____ 阅读材料
严复早在1895年就认识到自由对社会、对学术发展的意义。他说:“今之称西人者曰,彼善会计而已,又曰彼擅机巧而已,不知吾今兹所见所闻,如汽机兵械之伦,皆其形下之粗迹,即所谓天算格致之最精,亦其能事之见端,而非命脉之所在。其命脉云何?苟扼要而谈,不外乎学术则黜伪而崇真,于刑政则屈私以为公而已。斯二者,与中国道初无异也。顾彼行之而常通,吾行之而常病者,则自由不自由异耳。”(注:严复:《论世变之亟》,《中国近代思想史资料简编》,三联书店1957年版,第474~475页。)他又讲,西人富强之原因在于,“一一皆本诸学术也,一一皆本于即物实测,层累阶级,以造于至精至大之途,……苟求其故,则彼以自由为体,以民主为用。”他认为只有在民主、自由气氛下,学术才会在自由争论、平等竞争中,争驰并进,相磨相砺,日新月异(注:《原强》,严复:《论世变之亟》,《中国近代思想史资料简编》,三联书店1957年版,第449页。)。 王国维在清季也意识到“今日之时代,已入研究自由时代,而非教权专制的时代”。因为研究之本质在于“博籍众说而唯真理之从”,“所以其奉此说者,虽学问之自由独立上所不禁”,为此他指责清廷以经学一统思想之专横反动,认为罢黜百家之结果,只能导致世人对之的疑惑耳。欲要学术发达进步就要使学术独立,只有不把学术当作注释政见、获取利禄功名的工具,才可以防止学术求真之外的主观因素之干扰(注:《奏定经学科文学科大学章程书后》,《王国维学术经典集》(上),江西人民出版社1997年版,第155~157页。)。他强调说:“学术之发达,存于其独立而已”,“欲学术之发达,必视学术为目的,而不视为手段而后可。”(注:《王国维学术经典集》(上),江西人民出版社1997年版,第98、100页。)梁启超也认为,治史当“以史为目的而不以为手段”, 不宜在历史之外,“多悬一更高更美之目的”如“明道”、“经世”之类(注:《饮冰室合集》专集七三,第31~32页。),“学问即是目的”。“非如此,学问不能独立,不能发达”(注:《饮冰室合集》专集二四,第36页。)。顾颉刚也明确地讲:“在应用上虽是该作有用与无用的区别,但在学问上则只当问真不真,不当问用不用。学问固然可以应用,但应用只是学问的自然的结果,而不是着手做学问时的目的。”(注:《顾颉刚古史论文集》第一册,中华书局1988年版,第24页。)陈独秀也曾认为“中国学术不发达之最大原因,莫过于学者自身不知学术独立之神圣”,故为学者常甘以史学作伦理学之附庸(注:《陈独秀著作选》第一卷,上海人民出版社1984年版,第389页。)。
________
____ 所示数据
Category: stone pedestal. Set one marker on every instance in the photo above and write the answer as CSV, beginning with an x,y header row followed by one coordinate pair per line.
________
» 任务要求:
根据阅读材料，严复认为西方和中国在学术和刑政上的根本原则并无不同，但西方实行起来常常通达，中国却常出问题。请用一到三句话说明他给出的原因。 上述数据是独立的材料，与阅读材料无关。

» 作答:
严复认为，学术上"黜伪而崇真"、刑政上"屈私以为公"这两条，与中国之道本无差别。西方实行起来常通，中国实行起来常病，原因只在于有没有自由。